=== What is being asked ===
Output the data once more, exactly as given.

(Dataset records Opens)

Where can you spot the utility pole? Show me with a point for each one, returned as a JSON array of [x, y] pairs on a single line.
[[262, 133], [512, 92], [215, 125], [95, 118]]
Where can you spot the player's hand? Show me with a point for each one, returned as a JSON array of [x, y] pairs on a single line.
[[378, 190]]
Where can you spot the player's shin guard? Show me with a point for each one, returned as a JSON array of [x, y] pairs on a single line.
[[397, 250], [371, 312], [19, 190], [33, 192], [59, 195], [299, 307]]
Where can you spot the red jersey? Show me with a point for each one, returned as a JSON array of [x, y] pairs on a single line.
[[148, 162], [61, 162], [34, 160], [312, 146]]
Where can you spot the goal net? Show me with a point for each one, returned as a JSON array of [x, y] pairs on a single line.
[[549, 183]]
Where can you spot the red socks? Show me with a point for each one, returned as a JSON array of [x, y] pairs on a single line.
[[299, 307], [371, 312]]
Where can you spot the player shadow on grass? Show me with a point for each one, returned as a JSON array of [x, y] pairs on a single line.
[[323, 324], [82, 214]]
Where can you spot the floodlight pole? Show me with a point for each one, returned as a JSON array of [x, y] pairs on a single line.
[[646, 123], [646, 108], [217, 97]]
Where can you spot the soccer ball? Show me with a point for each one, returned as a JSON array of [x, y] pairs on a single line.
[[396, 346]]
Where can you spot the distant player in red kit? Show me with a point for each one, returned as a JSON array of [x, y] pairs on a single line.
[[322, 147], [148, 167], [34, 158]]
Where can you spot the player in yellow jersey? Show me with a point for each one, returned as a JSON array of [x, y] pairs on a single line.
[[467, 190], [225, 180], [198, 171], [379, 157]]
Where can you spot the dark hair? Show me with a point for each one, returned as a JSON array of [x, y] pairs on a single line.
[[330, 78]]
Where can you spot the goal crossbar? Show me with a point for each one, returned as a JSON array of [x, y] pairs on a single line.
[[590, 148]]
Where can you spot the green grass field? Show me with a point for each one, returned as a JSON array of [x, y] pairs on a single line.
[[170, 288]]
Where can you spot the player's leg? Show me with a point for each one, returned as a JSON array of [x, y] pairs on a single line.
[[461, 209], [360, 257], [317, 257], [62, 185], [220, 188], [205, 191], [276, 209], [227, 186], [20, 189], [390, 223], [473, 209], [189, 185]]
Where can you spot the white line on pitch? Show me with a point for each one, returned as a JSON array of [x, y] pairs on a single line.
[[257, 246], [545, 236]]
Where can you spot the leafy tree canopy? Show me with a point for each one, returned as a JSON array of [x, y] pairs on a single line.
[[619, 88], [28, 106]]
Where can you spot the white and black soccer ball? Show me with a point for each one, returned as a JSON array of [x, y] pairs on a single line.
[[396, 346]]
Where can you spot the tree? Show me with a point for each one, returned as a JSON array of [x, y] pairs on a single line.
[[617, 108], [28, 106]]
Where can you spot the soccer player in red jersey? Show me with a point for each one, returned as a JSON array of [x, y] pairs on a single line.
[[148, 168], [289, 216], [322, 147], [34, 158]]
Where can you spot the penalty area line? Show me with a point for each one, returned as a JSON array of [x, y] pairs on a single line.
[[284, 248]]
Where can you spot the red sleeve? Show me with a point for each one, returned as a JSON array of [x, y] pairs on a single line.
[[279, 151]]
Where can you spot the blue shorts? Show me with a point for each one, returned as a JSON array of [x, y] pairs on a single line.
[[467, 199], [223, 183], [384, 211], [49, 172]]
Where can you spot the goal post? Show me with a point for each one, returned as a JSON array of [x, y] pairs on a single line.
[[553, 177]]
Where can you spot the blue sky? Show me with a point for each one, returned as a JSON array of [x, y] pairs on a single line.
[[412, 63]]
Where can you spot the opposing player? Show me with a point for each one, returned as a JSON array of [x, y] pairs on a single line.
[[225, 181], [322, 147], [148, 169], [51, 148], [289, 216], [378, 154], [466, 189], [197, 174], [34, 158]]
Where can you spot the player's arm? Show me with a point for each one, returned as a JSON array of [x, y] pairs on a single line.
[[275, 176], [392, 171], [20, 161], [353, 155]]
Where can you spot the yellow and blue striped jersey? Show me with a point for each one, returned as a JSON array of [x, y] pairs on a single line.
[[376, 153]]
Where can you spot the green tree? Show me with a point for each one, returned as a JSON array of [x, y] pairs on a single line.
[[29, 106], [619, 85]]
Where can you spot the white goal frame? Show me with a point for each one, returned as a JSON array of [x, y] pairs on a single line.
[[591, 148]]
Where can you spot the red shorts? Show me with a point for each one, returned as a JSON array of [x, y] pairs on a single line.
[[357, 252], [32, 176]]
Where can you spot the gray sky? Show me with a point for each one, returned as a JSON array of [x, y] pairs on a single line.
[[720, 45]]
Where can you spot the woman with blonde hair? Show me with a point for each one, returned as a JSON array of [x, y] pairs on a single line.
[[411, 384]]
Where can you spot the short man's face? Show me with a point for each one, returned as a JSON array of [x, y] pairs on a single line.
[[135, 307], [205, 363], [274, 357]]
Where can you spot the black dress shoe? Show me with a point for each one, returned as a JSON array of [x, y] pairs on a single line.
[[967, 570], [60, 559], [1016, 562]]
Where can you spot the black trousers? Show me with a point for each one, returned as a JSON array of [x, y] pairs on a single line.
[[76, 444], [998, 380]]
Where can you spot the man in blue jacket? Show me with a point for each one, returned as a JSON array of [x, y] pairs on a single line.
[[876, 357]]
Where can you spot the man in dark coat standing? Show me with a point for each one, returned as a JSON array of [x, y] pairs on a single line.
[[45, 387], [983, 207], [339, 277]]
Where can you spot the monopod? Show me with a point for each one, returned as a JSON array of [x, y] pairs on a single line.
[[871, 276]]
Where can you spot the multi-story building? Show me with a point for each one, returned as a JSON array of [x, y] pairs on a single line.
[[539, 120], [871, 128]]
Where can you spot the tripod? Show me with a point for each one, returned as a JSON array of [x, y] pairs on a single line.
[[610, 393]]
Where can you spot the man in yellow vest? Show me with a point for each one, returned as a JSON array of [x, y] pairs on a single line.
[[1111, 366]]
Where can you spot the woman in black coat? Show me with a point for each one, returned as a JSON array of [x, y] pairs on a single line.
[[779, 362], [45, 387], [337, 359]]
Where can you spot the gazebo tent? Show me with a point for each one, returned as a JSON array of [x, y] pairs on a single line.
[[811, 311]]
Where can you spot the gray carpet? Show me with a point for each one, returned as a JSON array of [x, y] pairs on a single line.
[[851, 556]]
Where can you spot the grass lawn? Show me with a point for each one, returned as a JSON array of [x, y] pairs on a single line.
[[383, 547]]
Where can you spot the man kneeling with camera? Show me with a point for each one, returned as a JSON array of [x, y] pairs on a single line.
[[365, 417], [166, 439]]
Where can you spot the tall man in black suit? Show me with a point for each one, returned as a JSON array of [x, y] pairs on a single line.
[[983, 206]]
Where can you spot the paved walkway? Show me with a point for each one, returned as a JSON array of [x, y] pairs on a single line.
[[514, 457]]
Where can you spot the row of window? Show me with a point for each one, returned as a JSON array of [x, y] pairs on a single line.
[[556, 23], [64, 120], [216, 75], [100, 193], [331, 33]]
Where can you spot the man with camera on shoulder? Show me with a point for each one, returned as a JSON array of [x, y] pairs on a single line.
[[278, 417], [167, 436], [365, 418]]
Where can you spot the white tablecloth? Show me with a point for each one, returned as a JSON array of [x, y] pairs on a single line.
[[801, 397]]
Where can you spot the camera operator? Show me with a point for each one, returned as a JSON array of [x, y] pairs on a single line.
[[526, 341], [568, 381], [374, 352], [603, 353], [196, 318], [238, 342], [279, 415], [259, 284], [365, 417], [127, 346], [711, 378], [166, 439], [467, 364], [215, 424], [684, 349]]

(Dataset records Closes)

=== Output ===
Where can you spot the utility pole? Show me with a point for each one, returned as a JSON array of [x, y] pairs on a single line.
[[262, 133], [512, 92], [215, 125], [95, 118]]
Where can you spot the player's hand? Show me with a point for each one, returned as a JSON array of [x, y] pairs on a single line.
[[378, 190]]
Where can you spot the player's shin guard? Show me with a point for each one, returned as a JSON array of [x, y] pairs on a single line.
[[397, 250], [371, 312], [19, 190], [33, 192], [59, 195], [299, 307]]
Where can you spot the red jersey? Show me with a point for each one, returned as a JSON array of [x, y] pairs on a single line.
[[148, 162], [61, 162], [34, 160], [312, 146]]
Where can you spot the goal net? Show me with a point for each one, returned as a JSON array of [x, y] pairs on a single line.
[[549, 183]]
Where can you spot the red socks? Show me with a point for each one, returned as a JSON array of [x, y] pairs on a single line.
[[299, 307], [371, 312]]
Where can you spot the player shadow on grass? Show me with a point for each one, returned as a JSON array of [x, y] pairs on a single line.
[[323, 324], [82, 214]]
Where can you spot the floodlight pole? Show me with a point for each one, returned as a JSON array of [x, y] pairs on a single line.
[[646, 123], [646, 108], [217, 97]]
Where can you spot the soccer ball? Show me with a point for each one, returned as a JSON array of [x, y] pairs on a single line.
[[396, 346]]
Where can you spot the distant player in red kit? Show me with a point for each one, returned as a JSON array of [x, y] pairs on a single line.
[[322, 147], [148, 167], [34, 158]]
Where can you spot the player in yellow jersey? Show me with a point for each one, returned as a JSON array of [x, y] pairs on a single line.
[[467, 190], [225, 180], [198, 171], [379, 157]]
Where can you spot the dark hair? Show me with a point for each one, returned as a JSON array of [x, y] pairs on a single line.
[[330, 78]]
Where can you spot the goal crossbar? Show me with a point for each one, returned as a JSON array of [x, y] pairs on a single line.
[[590, 148]]
Where can you spot the green grass field? Show me with a point for each one, returned as a JSON array of [x, y] pairs on a single line.
[[170, 288]]
Where can you spot the player's leg? Show me with a point for each one, returned as a JSON array of [x, y] pairs on a single line.
[[461, 209], [360, 257], [317, 257], [62, 185], [220, 188], [205, 191], [276, 209], [227, 186], [20, 189], [390, 223], [473, 209], [189, 185]]
Where can you spot the white line on pitch? Show me with a point for each one, returned as a JSON array of [x, y] pairs on a single line.
[[257, 246], [545, 236]]
Where can you spot the leafy tree canopy? Show me with a point for each one, returned as a JSON array of [x, y] pairs on a single line.
[[619, 88], [28, 106]]
Where can you spot the white and black soccer ball? Show me with a point for each one, returned as a JSON array of [x, y] pairs on a single line.
[[396, 346]]
Where can you spot the tree? Show me with a point for each one, returned as a JSON array of [x, y] pairs on a single line.
[[617, 108], [28, 106]]
Where can you spot the soccer player in red jersey? Show me with a point for each one, returned as a JSON array of [x, y] pairs on a single line.
[[148, 168], [289, 216], [322, 147], [34, 158]]
Where can you spot the penalty area line? Show me with a point for each one, returned as a JSON array of [x, y] pairs on a single line.
[[284, 248]]
Where can you spot the red sleeve? Show me with a point for each one, returned as a JSON array of [x, y] pairs on a single line.
[[279, 151]]
Where can you spot the blue shorts? Show me with a point for each one, returned as a JSON array of [x, y] pairs on a single line.
[[467, 199], [223, 183], [384, 211], [49, 172]]
Where can you spot the goal post? Show me with a point for each one, returned as a JSON array of [x, y] pairs on a single line.
[[553, 177]]
Where can you spot the blue sky? Show me with a point for each one, returned as a JSON array of [x, y] pairs on a single line.
[[412, 63]]
Where can you spot the opposing player? Show me with a point for each one, returned as a JSON array of [x, y] pairs on a single line.
[[225, 181], [322, 147], [148, 169], [51, 148], [289, 216], [378, 154], [466, 189], [197, 174], [34, 158]]
Where can you spot the player's arm? Show me with a point for each one, returned as a JSON array of [x, y] pairs on a single line.
[[275, 176], [392, 171], [20, 161], [353, 155]]
Where can you spot the yellow and blue striped jersey? Show me with a point for each one, returned as a JSON array of [x, y] pairs on a single line.
[[376, 153]]
Where can you spot the green tree? Show me with a point for each one, returned as a JSON array of [x, y] pairs on a single line.
[[29, 106], [619, 85]]
Where can you spot the white goal frame? Show me with a point for each one, returned as a JSON array of [x, y] pairs on a single line.
[[591, 148]]
Where can you spot the red shorts? Show me with a point for each one, returned as a JSON array of [x, y] pairs on a single line.
[[357, 252], [32, 176]]
Where can you spot the gray sky? Show me with a point for each one, returned as a JSON array of [x, y] pairs on a single line.
[[720, 45]]
Where can you spot the woman with blonde hair? Show me with a point for each one, returned as a JSON array of [x, y] pairs on a single line.
[[411, 384]]
Where can you spot the short man's face? Show me with a point for each one, returned as a JSON array of [x, y] pairs on a single line.
[[135, 307], [205, 363], [274, 357]]
Where can you spot the black dress shoe? Show me with a point for each one, returned as a JSON array of [x, y] pairs on a single line.
[[967, 570], [60, 559], [1016, 562]]
Where can you spot the black trousers? Show me with a point for each one, returned as a JSON array of [x, y] pairs on a single line.
[[76, 444], [998, 380]]
Where can you spot the man in blue jacket? Show me with a point for each one, returned as a JSON array of [x, y] pairs on a single line.
[[876, 357]]
Where can you spot the man in dark coat standing? Show me with a point for each one, returned as a JSON array of [x, y] pairs on a single line.
[[45, 387], [983, 207], [339, 277]]
Where can you spot the monopod? Show me with a point for each one, returned as a JSON array of [x, y] pairs on a single line.
[[871, 276]]
Where can you spot the multi-story building? Show me with a point for each one, returned as a JSON array of [x, y] pairs on a single line.
[[539, 120], [871, 128]]
Where can you spot the tripod? Show me with a point for each one, returned as a JSON array of [x, y] pairs on a single line.
[[610, 393]]
Where can you spot the man in yellow vest? Show me with a point for each one, returned as a JSON array of [x, y] pairs on a single line.
[[1111, 366]]
Where can you spot the woman in black coat? Show me with a point for each one, returned as a JSON array of [x, y] pairs on a single line.
[[779, 362], [45, 387], [337, 359]]
Where can you spot the gazebo tent? Show me with a point for each one, returned as a JSON array of [x, y] pairs on a single line.
[[811, 311]]
Where can you spot the gray carpet? Show me with a point for each one, returned as a JSON array of [x, y] pairs on a single line.
[[851, 556]]
Where can you spot the grass lawn? Show me with a point for each one, returned as a JSON array of [x, y] pairs on a single line.
[[383, 547]]
Where can you spot the man kneeling with camera? Show me with a point for each one, returned as a JSON array of [x, y] pairs on a single line.
[[365, 417], [166, 439]]
Where can you spot the tall man in black suit? Show me with a point for each one, returned as a JSON array of [x, y] pairs on a single line.
[[983, 206]]
Where can you spot the paved walkway? Show me with a point for each one, returned as a JSON array of [x, y] pairs on a single line.
[[514, 457]]
Where can you spot the row of window? Show me with a point for each one, returned as a JSON array of [x, y] pairs on a single line.
[[556, 23], [64, 120], [216, 75], [100, 193], [331, 33]]
Where can you spot the man with camera on shoulder? Show me with a point for each one, returned as a JSON array of [x, y] pairs on a single line.
[[278, 417], [167, 436], [365, 418]]
Where can you spot the white tablecloth? Show me with a point for each one, returned as a JSON array of [x, y] pairs on a single line.
[[801, 397]]
Where can you spot the camera operator? Show me with a point for each one, returned as a JSON array of [x, y] pairs on a single line.
[[526, 341], [568, 381], [374, 352], [603, 353], [196, 318], [238, 342], [279, 415], [259, 284], [365, 417], [127, 346], [711, 378], [166, 439], [467, 364], [215, 424], [684, 349]]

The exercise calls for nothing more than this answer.